以下のデータのうち、文字列「vertices」を含む行をすべて書き写して示してください。大文字と小文字は区別します。
________________________
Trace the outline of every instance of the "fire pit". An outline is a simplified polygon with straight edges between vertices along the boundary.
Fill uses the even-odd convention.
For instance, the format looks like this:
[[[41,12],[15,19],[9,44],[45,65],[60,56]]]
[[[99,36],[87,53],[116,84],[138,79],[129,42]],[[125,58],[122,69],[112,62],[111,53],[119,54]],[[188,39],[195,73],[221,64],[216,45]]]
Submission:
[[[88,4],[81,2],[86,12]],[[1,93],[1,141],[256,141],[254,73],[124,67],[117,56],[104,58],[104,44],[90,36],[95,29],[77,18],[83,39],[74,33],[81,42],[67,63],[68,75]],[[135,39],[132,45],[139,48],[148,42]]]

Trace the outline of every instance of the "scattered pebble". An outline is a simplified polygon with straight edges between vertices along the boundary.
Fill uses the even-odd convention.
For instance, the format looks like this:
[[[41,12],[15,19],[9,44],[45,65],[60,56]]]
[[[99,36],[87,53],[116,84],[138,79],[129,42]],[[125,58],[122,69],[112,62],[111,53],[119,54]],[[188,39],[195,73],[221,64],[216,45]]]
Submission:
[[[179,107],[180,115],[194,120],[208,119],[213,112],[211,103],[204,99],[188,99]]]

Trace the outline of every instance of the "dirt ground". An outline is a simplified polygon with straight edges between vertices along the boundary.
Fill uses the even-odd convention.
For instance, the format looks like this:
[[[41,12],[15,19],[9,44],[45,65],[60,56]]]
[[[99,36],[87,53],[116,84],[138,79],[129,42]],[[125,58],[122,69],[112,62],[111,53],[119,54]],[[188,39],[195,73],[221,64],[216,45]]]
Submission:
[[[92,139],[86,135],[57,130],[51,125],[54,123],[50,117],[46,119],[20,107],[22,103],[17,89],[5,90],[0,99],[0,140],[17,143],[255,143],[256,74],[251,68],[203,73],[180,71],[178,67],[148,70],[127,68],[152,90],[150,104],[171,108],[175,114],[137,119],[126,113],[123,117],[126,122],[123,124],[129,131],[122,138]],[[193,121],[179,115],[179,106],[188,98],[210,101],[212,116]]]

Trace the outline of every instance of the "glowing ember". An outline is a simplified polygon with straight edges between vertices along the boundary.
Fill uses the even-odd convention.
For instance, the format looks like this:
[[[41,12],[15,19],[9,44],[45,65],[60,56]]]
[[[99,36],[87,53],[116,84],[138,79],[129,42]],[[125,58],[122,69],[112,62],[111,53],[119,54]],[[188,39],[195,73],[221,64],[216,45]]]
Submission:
________________________
- [問題の解答]:
Trace the outline of every instance of the "fire pit". An outline is a simplified polygon with straight edges between vertices along the boundary.
Trace the outline of every instance of the "scattered pebble". An outline is a simplified polygon with straight edges between vertices along the boundary.
Trace the outline of every instance of the "dirt ground". An outline is a simplified polygon with straight edges between vertices along the boundary.
Trace the outline of every instance of the "glowing ember". An outline is a simplified polygon with straight edges between vertices along the boundary.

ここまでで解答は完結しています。